● **The data**:
────────

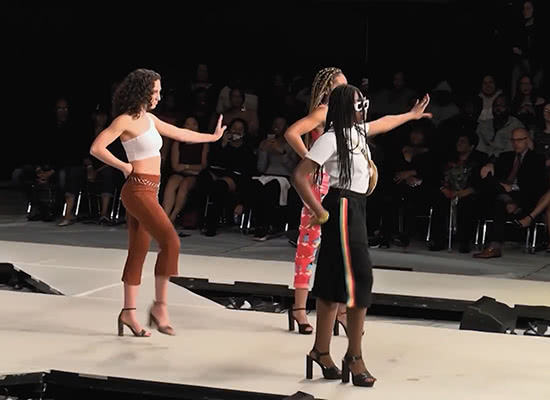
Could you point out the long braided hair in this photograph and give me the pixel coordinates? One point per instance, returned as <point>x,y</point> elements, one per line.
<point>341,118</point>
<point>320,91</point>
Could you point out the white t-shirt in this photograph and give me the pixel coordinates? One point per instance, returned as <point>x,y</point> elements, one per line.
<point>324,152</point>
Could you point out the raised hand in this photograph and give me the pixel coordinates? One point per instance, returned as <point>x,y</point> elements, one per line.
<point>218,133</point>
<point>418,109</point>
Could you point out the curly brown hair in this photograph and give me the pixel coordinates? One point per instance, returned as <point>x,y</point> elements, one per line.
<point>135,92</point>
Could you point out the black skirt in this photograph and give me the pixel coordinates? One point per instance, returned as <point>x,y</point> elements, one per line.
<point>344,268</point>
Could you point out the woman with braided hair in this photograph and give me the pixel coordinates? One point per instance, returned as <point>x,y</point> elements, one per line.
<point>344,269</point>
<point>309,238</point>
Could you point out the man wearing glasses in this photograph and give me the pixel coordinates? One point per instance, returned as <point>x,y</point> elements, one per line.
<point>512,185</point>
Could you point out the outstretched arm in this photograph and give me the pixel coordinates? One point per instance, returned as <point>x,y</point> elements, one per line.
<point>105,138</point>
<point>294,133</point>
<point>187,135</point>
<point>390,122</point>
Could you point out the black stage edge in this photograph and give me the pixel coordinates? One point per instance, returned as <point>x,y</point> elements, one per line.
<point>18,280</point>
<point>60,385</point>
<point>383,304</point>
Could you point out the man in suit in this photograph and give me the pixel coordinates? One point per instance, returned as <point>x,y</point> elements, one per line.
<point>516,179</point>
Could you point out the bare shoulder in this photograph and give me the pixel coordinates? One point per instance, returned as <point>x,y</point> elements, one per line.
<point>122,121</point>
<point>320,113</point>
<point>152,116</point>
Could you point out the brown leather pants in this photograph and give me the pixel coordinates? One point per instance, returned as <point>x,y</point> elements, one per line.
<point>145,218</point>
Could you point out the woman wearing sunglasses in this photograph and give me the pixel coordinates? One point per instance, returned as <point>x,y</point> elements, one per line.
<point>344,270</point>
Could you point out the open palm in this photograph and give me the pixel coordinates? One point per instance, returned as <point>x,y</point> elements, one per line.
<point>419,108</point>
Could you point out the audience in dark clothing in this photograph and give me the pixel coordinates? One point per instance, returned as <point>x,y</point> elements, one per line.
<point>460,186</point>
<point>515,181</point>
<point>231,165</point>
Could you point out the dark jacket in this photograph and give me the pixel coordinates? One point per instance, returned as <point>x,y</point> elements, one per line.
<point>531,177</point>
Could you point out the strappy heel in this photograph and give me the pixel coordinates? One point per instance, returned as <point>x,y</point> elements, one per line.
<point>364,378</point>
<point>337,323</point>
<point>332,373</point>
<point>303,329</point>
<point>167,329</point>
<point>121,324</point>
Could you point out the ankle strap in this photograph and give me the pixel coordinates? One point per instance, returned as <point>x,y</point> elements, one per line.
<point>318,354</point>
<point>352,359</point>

────────

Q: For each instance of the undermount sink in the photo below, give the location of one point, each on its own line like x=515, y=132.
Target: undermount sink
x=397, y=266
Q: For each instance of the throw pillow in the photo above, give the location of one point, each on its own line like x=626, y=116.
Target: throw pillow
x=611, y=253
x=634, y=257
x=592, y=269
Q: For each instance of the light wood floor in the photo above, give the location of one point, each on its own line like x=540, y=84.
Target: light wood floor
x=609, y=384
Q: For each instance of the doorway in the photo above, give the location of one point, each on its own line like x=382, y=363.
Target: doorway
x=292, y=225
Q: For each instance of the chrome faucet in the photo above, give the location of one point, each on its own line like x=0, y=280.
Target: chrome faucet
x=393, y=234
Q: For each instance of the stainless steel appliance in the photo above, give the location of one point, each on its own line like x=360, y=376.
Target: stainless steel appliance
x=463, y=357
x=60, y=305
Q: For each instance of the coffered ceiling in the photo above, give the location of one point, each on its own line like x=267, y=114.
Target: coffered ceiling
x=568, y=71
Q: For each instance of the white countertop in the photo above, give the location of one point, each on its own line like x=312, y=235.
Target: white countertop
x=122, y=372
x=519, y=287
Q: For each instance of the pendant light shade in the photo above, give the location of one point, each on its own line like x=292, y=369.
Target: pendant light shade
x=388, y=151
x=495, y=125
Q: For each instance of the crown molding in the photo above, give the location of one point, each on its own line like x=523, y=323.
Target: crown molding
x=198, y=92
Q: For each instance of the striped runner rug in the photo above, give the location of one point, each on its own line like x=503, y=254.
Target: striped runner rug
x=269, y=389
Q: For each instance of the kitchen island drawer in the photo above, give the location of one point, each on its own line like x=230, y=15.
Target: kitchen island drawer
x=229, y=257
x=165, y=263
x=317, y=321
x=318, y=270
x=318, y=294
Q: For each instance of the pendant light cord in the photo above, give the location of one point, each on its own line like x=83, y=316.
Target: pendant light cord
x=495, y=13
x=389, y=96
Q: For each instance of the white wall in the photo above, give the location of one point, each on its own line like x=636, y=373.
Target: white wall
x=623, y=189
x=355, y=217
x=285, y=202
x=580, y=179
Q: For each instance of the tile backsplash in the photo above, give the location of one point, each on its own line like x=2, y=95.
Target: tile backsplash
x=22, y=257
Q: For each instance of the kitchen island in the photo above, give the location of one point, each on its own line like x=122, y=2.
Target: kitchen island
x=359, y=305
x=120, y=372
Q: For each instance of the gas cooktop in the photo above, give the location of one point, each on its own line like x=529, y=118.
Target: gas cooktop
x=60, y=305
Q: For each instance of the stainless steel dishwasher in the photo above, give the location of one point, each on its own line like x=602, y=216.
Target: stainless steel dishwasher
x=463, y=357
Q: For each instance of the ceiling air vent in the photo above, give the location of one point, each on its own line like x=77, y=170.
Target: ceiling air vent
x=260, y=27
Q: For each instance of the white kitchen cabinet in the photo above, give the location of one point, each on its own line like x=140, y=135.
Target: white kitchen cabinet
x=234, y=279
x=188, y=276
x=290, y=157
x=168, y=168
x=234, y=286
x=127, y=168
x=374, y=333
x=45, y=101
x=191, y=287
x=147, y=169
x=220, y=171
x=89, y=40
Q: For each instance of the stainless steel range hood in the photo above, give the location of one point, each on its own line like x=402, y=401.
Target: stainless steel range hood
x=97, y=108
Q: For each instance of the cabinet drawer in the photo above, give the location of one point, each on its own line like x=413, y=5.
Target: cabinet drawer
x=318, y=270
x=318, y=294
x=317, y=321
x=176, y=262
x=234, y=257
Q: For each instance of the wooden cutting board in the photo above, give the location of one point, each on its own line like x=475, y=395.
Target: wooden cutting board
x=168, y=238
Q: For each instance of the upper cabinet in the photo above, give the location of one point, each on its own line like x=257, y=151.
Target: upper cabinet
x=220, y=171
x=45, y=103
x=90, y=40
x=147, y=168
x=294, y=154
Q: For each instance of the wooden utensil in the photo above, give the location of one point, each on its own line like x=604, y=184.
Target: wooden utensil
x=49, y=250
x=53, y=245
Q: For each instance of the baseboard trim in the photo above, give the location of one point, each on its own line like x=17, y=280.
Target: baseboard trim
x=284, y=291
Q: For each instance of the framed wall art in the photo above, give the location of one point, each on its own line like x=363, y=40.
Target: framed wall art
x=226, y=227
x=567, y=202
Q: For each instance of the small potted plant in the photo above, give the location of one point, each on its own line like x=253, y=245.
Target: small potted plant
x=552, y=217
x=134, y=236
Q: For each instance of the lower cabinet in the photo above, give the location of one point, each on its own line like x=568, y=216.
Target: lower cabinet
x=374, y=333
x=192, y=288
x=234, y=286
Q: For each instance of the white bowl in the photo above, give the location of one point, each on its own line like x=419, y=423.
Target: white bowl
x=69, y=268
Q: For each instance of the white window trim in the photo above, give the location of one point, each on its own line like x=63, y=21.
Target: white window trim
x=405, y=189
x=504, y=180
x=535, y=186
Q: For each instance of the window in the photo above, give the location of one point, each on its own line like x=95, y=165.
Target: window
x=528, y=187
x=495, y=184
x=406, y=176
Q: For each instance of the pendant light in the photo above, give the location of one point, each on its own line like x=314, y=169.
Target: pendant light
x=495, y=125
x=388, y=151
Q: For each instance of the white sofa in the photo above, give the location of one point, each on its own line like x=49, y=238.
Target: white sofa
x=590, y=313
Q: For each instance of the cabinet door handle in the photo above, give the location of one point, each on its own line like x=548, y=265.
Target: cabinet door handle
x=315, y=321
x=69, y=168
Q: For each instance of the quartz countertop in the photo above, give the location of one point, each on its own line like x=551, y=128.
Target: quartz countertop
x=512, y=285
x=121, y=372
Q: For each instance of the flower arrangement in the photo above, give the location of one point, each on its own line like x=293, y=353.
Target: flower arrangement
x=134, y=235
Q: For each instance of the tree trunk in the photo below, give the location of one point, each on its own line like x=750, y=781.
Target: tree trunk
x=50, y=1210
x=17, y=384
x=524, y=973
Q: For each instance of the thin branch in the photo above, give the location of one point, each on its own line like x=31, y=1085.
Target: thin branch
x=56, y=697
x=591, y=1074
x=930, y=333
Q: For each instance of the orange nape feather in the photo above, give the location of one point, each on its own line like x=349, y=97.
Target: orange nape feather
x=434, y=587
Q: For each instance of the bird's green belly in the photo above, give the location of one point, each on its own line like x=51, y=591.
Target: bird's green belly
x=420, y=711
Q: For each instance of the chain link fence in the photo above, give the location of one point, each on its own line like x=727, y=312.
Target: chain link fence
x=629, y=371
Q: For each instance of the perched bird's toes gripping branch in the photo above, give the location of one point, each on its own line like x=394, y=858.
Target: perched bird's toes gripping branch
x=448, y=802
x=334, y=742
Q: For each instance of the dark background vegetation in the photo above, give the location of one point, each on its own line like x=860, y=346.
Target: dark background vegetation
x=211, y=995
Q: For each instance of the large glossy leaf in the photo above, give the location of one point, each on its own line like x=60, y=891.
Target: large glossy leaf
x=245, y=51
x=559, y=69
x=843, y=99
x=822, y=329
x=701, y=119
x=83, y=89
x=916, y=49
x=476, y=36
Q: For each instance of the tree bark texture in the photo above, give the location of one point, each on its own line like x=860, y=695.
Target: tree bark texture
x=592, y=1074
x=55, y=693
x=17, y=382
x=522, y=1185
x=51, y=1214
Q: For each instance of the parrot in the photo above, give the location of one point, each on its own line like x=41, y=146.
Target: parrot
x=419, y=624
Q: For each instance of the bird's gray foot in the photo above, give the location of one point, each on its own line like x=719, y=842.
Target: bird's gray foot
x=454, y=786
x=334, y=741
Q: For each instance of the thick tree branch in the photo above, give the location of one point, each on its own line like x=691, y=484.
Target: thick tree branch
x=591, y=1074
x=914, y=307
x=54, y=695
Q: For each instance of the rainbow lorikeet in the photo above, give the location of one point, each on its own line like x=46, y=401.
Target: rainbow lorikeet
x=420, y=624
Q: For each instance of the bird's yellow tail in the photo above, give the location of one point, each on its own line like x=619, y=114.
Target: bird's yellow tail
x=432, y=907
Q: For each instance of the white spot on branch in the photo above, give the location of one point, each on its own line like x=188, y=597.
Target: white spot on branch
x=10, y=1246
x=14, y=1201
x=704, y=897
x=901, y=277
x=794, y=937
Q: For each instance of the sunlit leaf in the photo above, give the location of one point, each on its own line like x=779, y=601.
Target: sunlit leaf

────────

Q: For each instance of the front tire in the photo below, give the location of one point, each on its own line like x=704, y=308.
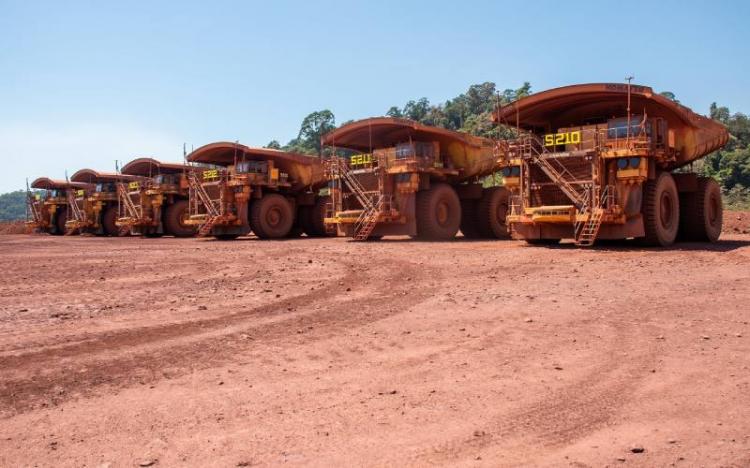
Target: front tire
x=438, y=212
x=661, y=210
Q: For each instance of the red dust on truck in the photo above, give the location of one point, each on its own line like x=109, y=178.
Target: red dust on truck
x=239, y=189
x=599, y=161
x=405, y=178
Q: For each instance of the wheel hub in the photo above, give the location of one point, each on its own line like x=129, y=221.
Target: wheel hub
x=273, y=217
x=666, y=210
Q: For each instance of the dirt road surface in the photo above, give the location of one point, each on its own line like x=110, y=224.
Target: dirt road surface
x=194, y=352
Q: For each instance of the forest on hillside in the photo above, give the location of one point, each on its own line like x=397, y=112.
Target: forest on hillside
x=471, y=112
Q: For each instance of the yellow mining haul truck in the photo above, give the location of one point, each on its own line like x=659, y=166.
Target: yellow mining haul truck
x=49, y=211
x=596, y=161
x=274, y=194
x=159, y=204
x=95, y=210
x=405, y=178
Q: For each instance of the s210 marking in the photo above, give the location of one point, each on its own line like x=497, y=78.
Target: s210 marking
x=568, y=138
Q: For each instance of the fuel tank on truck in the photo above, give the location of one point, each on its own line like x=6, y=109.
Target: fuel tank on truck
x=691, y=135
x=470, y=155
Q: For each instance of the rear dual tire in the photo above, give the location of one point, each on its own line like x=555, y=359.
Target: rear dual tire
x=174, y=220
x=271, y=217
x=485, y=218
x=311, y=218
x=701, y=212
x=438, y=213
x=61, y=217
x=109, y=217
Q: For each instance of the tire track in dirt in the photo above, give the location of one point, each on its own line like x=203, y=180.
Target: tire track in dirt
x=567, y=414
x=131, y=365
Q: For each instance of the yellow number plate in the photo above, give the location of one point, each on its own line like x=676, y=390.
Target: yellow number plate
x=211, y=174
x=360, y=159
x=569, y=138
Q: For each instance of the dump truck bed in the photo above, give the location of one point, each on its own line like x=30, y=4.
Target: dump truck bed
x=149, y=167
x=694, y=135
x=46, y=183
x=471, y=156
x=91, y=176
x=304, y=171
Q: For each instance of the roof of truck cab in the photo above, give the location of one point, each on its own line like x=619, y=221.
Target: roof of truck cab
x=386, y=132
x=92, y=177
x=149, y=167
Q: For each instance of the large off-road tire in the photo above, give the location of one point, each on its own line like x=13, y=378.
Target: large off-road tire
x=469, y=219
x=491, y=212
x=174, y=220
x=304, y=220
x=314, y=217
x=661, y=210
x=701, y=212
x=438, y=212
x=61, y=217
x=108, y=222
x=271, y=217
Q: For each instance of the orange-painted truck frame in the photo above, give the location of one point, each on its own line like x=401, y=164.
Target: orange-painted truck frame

────────

● **Task statement**:
Whenever a line of the data contains "painted", it counts; state how many such lines there are, with nothing added.

● **Reply**:
2